* Begin *
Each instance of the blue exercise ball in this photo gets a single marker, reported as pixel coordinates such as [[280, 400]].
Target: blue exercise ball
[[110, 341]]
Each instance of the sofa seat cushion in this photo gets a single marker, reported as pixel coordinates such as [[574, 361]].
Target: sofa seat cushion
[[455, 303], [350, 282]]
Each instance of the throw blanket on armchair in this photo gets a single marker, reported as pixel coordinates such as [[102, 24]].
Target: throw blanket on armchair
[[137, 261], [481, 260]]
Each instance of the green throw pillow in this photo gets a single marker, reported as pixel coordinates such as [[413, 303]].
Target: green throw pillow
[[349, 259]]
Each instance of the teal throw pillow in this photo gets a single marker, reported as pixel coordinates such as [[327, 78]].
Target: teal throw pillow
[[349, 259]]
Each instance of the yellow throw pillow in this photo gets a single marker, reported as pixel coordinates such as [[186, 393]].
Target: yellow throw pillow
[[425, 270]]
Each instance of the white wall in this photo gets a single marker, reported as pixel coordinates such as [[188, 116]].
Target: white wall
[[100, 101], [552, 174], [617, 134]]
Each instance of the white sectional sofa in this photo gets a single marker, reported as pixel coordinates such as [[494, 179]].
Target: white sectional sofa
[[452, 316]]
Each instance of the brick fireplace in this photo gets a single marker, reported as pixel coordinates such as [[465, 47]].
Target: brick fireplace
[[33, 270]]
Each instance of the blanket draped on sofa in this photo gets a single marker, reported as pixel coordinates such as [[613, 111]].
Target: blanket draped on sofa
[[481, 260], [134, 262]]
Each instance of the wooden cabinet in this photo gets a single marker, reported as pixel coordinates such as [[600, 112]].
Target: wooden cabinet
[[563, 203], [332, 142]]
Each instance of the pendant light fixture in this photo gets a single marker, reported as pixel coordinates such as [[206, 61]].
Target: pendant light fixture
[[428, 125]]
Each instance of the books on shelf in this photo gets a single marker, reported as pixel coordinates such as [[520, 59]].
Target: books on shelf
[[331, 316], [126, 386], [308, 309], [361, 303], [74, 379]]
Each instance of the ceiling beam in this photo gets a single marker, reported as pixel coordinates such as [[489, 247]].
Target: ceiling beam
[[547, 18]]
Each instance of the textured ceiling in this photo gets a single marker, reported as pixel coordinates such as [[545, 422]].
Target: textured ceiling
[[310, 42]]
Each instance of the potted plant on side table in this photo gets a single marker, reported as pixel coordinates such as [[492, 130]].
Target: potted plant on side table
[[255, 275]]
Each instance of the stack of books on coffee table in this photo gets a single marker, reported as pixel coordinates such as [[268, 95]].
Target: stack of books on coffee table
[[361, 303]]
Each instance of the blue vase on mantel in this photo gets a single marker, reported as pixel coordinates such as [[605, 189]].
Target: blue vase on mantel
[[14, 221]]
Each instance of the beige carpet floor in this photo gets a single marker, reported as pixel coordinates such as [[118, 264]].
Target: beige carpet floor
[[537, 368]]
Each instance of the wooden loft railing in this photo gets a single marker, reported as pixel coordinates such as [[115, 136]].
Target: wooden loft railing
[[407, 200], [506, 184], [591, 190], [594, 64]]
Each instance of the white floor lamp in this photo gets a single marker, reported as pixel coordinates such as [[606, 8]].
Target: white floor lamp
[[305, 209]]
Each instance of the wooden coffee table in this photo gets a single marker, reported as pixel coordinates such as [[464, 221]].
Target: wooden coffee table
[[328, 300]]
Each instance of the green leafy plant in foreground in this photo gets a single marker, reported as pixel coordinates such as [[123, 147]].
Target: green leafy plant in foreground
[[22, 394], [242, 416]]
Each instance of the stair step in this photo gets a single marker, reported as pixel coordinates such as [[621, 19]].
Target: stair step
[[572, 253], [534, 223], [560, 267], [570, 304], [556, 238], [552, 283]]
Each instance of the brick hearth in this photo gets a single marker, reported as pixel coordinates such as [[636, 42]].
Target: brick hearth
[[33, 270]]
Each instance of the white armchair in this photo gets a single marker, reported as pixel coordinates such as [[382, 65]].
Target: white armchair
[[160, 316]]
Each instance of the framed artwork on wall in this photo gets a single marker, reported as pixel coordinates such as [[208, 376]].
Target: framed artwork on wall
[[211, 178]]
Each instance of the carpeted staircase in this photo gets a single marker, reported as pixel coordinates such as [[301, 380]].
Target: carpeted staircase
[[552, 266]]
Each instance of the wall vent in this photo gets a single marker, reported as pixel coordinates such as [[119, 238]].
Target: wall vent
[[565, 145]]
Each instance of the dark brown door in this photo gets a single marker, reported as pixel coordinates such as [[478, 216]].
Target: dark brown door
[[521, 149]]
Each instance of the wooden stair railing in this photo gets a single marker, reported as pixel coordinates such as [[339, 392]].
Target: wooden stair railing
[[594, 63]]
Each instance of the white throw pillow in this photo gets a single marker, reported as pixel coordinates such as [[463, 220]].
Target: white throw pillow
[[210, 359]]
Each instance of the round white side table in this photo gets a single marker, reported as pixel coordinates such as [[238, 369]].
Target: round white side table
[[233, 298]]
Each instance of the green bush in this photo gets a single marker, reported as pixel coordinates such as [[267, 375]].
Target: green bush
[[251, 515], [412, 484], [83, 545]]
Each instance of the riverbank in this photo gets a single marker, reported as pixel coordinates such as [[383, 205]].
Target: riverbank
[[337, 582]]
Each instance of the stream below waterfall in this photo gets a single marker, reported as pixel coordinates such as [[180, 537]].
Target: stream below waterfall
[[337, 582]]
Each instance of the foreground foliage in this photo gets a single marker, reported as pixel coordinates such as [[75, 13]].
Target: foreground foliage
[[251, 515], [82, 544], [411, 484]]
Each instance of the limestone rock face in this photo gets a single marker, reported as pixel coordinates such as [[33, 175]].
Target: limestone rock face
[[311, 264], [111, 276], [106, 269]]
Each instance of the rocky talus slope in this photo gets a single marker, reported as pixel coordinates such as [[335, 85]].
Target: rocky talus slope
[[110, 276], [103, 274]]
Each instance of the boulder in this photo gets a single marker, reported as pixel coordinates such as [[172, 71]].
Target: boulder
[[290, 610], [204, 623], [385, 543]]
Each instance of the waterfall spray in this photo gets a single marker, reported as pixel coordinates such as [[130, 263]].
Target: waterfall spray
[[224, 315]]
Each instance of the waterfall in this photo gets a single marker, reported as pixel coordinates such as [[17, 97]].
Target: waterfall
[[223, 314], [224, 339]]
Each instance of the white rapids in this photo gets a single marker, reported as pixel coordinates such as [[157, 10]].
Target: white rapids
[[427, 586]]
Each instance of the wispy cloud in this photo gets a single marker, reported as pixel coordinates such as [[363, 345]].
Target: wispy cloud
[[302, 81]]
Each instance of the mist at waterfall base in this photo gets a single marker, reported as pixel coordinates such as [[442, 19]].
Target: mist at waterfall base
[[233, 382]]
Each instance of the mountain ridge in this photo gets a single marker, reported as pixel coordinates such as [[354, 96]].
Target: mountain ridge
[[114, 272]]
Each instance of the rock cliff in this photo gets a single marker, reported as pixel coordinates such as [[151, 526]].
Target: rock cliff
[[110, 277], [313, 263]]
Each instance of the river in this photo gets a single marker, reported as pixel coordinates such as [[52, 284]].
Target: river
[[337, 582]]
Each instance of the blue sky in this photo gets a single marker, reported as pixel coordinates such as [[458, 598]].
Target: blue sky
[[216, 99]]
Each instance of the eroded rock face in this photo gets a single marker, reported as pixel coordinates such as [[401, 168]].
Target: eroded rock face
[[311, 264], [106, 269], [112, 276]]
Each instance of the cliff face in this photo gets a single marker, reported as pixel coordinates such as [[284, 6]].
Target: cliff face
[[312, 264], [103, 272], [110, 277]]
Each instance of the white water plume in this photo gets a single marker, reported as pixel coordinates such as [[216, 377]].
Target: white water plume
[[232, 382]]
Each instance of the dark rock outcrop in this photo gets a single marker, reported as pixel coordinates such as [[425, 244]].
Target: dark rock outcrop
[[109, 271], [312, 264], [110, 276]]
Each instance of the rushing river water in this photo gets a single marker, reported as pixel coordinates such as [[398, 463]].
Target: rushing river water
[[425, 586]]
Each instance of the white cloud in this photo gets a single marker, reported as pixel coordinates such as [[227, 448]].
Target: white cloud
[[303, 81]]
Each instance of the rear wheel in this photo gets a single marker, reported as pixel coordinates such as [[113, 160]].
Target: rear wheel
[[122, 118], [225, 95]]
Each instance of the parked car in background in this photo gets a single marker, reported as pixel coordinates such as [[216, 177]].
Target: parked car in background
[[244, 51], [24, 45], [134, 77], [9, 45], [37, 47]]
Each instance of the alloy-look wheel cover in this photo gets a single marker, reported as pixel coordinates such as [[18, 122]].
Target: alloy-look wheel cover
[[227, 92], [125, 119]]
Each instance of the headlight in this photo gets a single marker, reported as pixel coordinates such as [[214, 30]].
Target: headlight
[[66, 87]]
* End *
■ PROBLEM DESCRIPTION: Give back, exactly as written, the lines from the one with "Each instance of the white cloud" to the last line.

■ ANSWER FOR THIS EXERCISE:
Each instance of the white cloud in this photo gets a single marker, reported as pixel coordinates such as [[227, 448]].
Target: white cloud
[[303, 81]]
Each instance of the rear wheel in this photo gets a single marker, reported as pixel coordinates such as [[113, 160]].
Target: rear wheel
[[122, 118], [225, 95]]
Each instance of the parked car in background in this photo gets a single marker, reported as pixel coordinates such as [[216, 177]].
Target: parked car in background
[[244, 51], [24, 45], [134, 77], [9, 45], [37, 47]]
Each instance of the alloy-look wheel cover in this photo gets a single marker, reported as pixel coordinates such as [[18, 122]].
Target: alloy-look wheel cover
[[227, 92], [125, 119]]
Each instance of the headlight in this photo gets a single marker, reported as pixel coordinates such as [[214, 30]].
Target: headlight
[[66, 87]]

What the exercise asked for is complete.